(Collected data)
___

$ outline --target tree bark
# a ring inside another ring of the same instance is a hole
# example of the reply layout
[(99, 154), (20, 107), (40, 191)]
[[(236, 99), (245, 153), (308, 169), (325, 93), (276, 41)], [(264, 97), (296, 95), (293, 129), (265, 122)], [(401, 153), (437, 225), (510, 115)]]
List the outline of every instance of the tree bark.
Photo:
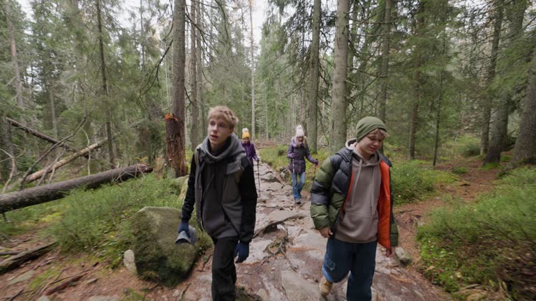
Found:
[(11, 13), (11, 0), (6, 0), (6, 17), (8, 22), (9, 41), (11, 45), (11, 63), (13, 65), (13, 73), (15, 74), (13, 86), (17, 96), (17, 105), (22, 107), (24, 103), (22, 100), (22, 87), (20, 81), (19, 62), (17, 59), (17, 43), (15, 41), (15, 28), (13, 28), (13, 23), (11, 22), (13, 16), (13, 15)]
[(134, 164), (82, 178), (0, 194), (0, 213), (61, 199), (69, 190), (74, 188), (96, 188), (104, 183), (114, 180), (124, 181), (152, 171), (152, 167), (147, 165)]
[[(534, 55), (533, 60), (536, 60)], [(529, 73), (529, 84), (523, 107), (521, 120), (519, 123), (519, 134), (514, 146), (512, 165), (519, 164), (536, 164), (536, 68), (533, 65)]]
[(173, 109), (165, 116), (166, 154), (175, 176), (187, 173), (184, 132), (184, 65), (186, 0), (174, 0), (173, 13)]
[(104, 143), (106, 142), (106, 140), (107, 139), (103, 139), (94, 144), (91, 144), (89, 146), (67, 157), (65, 159), (63, 159), (57, 162), (56, 163), (54, 163), (50, 167), (47, 167), (40, 171), (37, 171), (34, 172), (34, 173), (28, 176), (27, 177), (26, 177), (25, 179), (24, 179), (24, 183), (27, 183), (33, 182), (38, 179), (39, 178), (42, 177), (45, 173), (48, 173), (50, 172), (52, 172), (53, 170), (55, 170), (61, 167), (62, 166), (73, 161), (73, 160), (77, 158), (78, 157), (82, 157), (84, 155), (89, 153), (89, 152), (91, 152), (91, 150), (97, 149), (100, 146), (102, 146), (103, 144), (104, 144)]
[[(422, 29), (424, 26), (424, 3), (421, 1), (419, 3), (417, 10), (417, 25), (415, 29), (415, 36), (417, 37), (422, 33)], [(422, 63), (422, 55), (421, 52), (422, 46), (417, 45), (415, 46), (415, 70), (413, 70), (413, 102), (412, 104), (411, 116), (410, 117), (410, 137), (408, 141), (408, 157), (410, 160), (415, 158), (415, 134), (417, 133), (417, 122), (419, 118), (419, 103), (421, 100), (420, 81), (421, 81), (421, 64)]]
[(318, 52), (320, 45), (320, 22), (322, 20), (322, 1), (314, 0), (313, 4), (313, 41), (311, 44), (311, 79), (309, 82), (309, 110), (308, 143), (311, 153), (317, 153), (318, 140)]
[[(34, 130), (34, 129), (32, 129), (31, 128), (25, 126), (23, 124), (20, 123), (20, 122), (18, 122), (18, 121), (17, 121), (15, 120), (11, 119), (9, 117), (6, 117), (6, 119), (7, 120), (8, 123), (9, 123), (11, 125), (13, 125), (13, 126), (14, 126), (15, 128), (20, 128), (20, 129), (22, 130), (23, 131), (24, 131), (24, 132), (27, 132), (29, 134), (31, 134), (32, 135), (34, 135), (34, 136), (35, 136), (35, 137), (36, 137), (38, 138), (42, 139), (45, 140), (47, 142), (50, 142), (50, 143), (51, 143), (52, 144), (56, 144), (57, 143), (59, 143), (59, 141), (58, 140), (51, 137), (50, 136), (48, 136), (48, 135), (47, 135), (45, 134), (43, 134), (43, 133), (40, 132), (38, 132), (38, 131), (36, 131), (36, 130)], [(74, 153), (78, 152), (77, 149), (75, 148), (73, 146), (66, 145), (65, 144), (64, 144), (61, 146), (67, 148), (68, 150), (70, 150), (72, 152), (74, 152)], [(84, 155), (84, 157), (88, 157), (87, 155)]]
[(335, 21), (335, 52), (333, 64), (332, 141), (329, 152), (335, 153), (346, 141), (346, 75), (348, 67), (348, 0), (337, 1)]
[(382, 81), (382, 90), (378, 100), (380, 119), (386, 123), (385, 111), (387, 104), (387, 90), (389, 89), (389, 56), (391, 50), (391, 0), (385, 0), (383, 41), (382, 43), (381, 65), (380, 66), (380, 76)]
[(191, 122), (190, 123), (190, 141), (191, 141), (191, 149), (192, 151), (195, 150), (195, 148), (199, 144), (199, 134), (198, 134), (198, 128), (199, 128), (199, 124), (198, 124), (198, 109), (199, 105), (198, 104), (198, 77), (197, 77), (197, 64), (198, 64), (198, 59), (197, 59), (197, 50), (195, 47), (195, 43), (196, 43), (196, 29), (195, 26), (197, 24), (196, 21), (196, 1), (191, 1), (191, 11), (190, 11), (190, 20), (191, 20), (191, 23), (190, 24), (191, 26), (191, 31), (190, 31), (190, 49), (191, 49), (191, 56), (190, 56), (190, 91), (191, 91), (191, 105), (192, 105), (192, 111), (191, 111)]
[[(15, 148), (13, 148), (13, 143), (11, 140), (11, 128), (8, 122), (7, 117), (5, 117), (3, 114), (0, 111), (0, 148), (3, 149), (9, 155), (6, 155), (3, 151), (0, 151), (0, 178), (2, 180), (4, 180), (4, 178), (7, 179), (10, 173), (15, 174), (17, 173), (17, 166), (14, 167), (12, 166), (12, 161), (10, 160), (10, 157), (15, 157)], [(14, 170), (11, 170), (13, 169)]]
[[(202, 15), (201, 14), (201, 9), (203, 8), (203, 0), (199, 0), (200, 1), (200, 5), (198, 7), (198, 9), (196, 10), (197, 16), (195, 17), (195, 20), (198, 24), (198, 34), (196, 36), (197, 38), (197, 47), (195, 48), (197, 51), (197, 54), (195, 57), (198, 59), (198, 63), (197, 63), (197, 68), (198, 70), (195, 72), (197, 75), (197, 88), (198, 88), (198, 104), (199, 104), (199, 109), (198, 109), (198, 111), (199, 112), (199, 118), (198, 119), (199, 121), (200, 121), (200, 127), (201, 127), (201, 131), (199, 134), (200, 134), (200, 137), (198, 136), (198, 143), (200, 143), (201, 141), (202, 141), (203, 138), (204, 138), (207, 136), (207, 116), (205, 116), (205, 110), (204, 110), (204, 100), (203, 100), (203, 53), (202, 53), (202, 38), (201, 35), (202, 34), (202, 25), (203, 25), (203, 19), (202, 19)], [(198, 134), (198, 135), (199, 135)]]
[[(510, 4), (508, 10), (511, 16), (508, 36), (506, 38), (507, 47), (511, 47), (515, 43), (519, 33), (523, 29), (523, 20), (527, 3), (524, 0), (516, 1)], [(491, 139), (488, 153), (484, 160), (484, 164), (498, 163), (500, 162), (500, 153), (505, 150), (508, 139), (508, 115), (513, 107), (513, 91), (504, 89), (500, 93), (500, 100), (496, 114), (495, 122), (491, 131)]]
[(112, 108), (108, 99), (108, 84), (106, 78), (106, 63), (104, 60), (104, 42), (103, 41), (103, 22), (100, 16), (100, 0), (96, 0), (97, 4), (97, 26), (98, 29), (98, 49), (100, 54), (100, 73), (103, 79), (103, 95), (104, 95), (104, 108), (106, 114), (106, 136), (108, 141), (108, 157), (112, 168), (115, 167), (114, 157), (113, 135), (112, 134)]
[(255, 139), (255, 40), (253, 40), (253, 0), (249, 0), (250, 50), (251, 52), (251, 140)]
[(36, 258), (48, 253), (55, 245), (56, 242), (49, 242), (5, 259), (0, 263), (0, 275), (17, 268), (29, 260)]
[[(497, 65), (497, 55), (499, 52), (499, 41), (500, 40), (500, 29), (502, 26), (503, 0), (495, 0), (495, 13), (493, 15), (493, 36), (491, 40), (491, 57), (488, 66), (486, 77), (486, 87), (489, 87), (495, 78), (495, 69)], [(482, 131), (480, 134), (480, 155), (488, 152), (489, 147), (489, 122), (491, 119), (491, 95), (484, 96), (482, 102)]]

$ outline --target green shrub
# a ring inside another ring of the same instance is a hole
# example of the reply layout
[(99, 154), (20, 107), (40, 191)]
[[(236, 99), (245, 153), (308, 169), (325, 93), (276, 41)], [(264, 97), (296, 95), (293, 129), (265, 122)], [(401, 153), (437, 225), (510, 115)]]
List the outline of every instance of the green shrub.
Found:
[(61, 217), (58, 212), (61, 201), (53, 201), (5, 213), (7, 222), (0, 218), (0, 241), (34, 230), (38, 231), (40, 236), (46, 235), (39, 229)]
[(113, 263), (131, 244), (128, 219), (144, 206), (181, 208), (179, 193), (173, 180), (154, 175), (75, 190), (62, 201), (63, 219), (49, 231), (62, 249), (95, 252)]
[(487, 163), (486, 165), (483, 166), (482, 169), (483, 170), (490, 170), (490, 169), (495, 169), (496, 168), (500, 167), (500, 164), (497, 162), (492, 162), (492, 163)]
[(512, 160), (512, 156), (507, 155), (502, 155), (500, 156), (500, 162), (510, 162)]
[(417, 233), (424, 275), (449, 291), (498, 277), (514, 298), (535, 300), (535, 215), (534, 168), (514, 170), (477, 203), (436, 210)]
[(278, 171), (281, 167), (288, 166), (287, 158), (288, 145), (278, 145), (265, 147), (259, 151), (259, 156), (262, 162), (267, 163), (274, 169)]
[(452, 171), (453, 173), (456, 173), (456, 174), (463, 174), (463, 173), (467, 173), (468, 170), (466, 167), (452, 167), (452, 169), (451, 169), (451, 171)]
[(417, 160), (393, 163), (391, 178), (396, 204), (412, 203), (433, 190), (433, 171), (423, 169), (422, 164)]

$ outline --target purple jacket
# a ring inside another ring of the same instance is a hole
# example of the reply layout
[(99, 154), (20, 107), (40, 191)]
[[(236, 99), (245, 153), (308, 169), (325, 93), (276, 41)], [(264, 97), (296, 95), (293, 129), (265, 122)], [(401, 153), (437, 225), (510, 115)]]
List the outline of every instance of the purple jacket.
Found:
[(288, 164), (288, 169), (291, 173), (302, 173), (305, 172), (305, 158), (306, 157), (310, 162), (313, 164), (318, 164), (318, 161), (313, 159), (309, 153), (309, 147), (307, 144), (304, 142), (298, 145), (296, 137), (292, 137), (292, 141), (288, 146), (287, 150), (287, 157), (290, 159), (290, 163)]
[(259, 158), (257, 157), (257, 152), (255, 151), (255, 144), (251, 142), (248, 142), (247, 144), (242, 142), (242, 148), (246, 150), (246, 155), (248, 156), (248, 159), (251, 162), (251, 166), (253, 166), (253, 160), (259, 160)]

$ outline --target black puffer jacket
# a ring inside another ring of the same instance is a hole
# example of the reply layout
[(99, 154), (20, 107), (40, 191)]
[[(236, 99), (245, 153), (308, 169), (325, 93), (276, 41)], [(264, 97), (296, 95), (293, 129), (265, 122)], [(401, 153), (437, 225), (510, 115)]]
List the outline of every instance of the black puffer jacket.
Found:
[[(195, 206), (198, 223), (207, 234), (216, 238), (228, 236), (229, 232), (222, 233), (222, 229), (232, 226), (240, 241), (249, 242), (253, 236), (257, 206), (251, 163), (234, 135), (216, 156), (209, 151), (209, 144), (205, 138), (196, 148), (198, 164), (196, 156), (192, 157), (181, 218), (189, 221)], [(207, 168), (215, 172), (204, 172)], [(209, 187), (204, 187), (204, 183)]]

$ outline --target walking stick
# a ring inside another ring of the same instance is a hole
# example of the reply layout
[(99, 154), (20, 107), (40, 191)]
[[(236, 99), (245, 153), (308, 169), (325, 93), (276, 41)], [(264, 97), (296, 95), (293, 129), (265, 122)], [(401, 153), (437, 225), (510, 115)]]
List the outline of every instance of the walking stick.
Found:
[(259, 177), (259, 197), (260, 197), (260, 171), (259, 171), (258, 161), (257, 161), (257, 176)]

___

*Job*: Reproduce verbatim the rows between the line containing "--target green shrub" and the line containing "235), (39, 229)]", inclusive.

*Solved exercise*:
$ outline --target green shrub
# a ring inside another ring of the same instance is a hole
# example of the reply layout
[(99, 154), (20, 107), (40, 191)]
[[(236, 99), (245, 153), (308, 169), (325, 93), (276, 41)], [(264, 97), (296, 95), (293, 129), (265, 122)], [(401, 153), (437, 225), (510, 115)]]
List the outline of every instance of the green shrub.
Found:
[(61, 217), (58, 212), (61, 201), (53, 201), (5, 213), (7, 222), (0, 218), (0, 241), (34, 230), (38, 231), (40, 236), (46, 235), (39, 229)]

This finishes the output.